__Data for this exercise__
════

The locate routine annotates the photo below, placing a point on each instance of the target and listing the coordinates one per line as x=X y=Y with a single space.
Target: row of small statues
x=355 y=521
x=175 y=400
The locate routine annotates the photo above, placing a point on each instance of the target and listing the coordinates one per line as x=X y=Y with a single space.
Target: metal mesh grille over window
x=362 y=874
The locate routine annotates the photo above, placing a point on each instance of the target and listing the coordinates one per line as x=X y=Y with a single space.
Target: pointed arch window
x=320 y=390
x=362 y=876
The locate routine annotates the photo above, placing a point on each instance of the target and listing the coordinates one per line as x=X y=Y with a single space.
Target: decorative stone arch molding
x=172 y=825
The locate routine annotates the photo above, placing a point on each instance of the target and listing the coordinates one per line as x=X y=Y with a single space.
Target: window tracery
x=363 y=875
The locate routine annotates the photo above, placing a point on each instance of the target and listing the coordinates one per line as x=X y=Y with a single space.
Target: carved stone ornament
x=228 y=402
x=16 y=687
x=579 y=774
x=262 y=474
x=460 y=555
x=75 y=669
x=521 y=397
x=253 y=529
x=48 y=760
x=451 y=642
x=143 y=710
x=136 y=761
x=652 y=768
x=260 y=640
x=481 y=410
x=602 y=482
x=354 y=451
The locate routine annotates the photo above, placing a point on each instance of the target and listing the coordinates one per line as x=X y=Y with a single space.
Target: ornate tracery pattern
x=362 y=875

════

__Task instructions__
Display each line of the data above that contains the string "tracery". Matching is case-sensitive.

__Result for this task__
Target: window tracery
Target: ornate tracery pattern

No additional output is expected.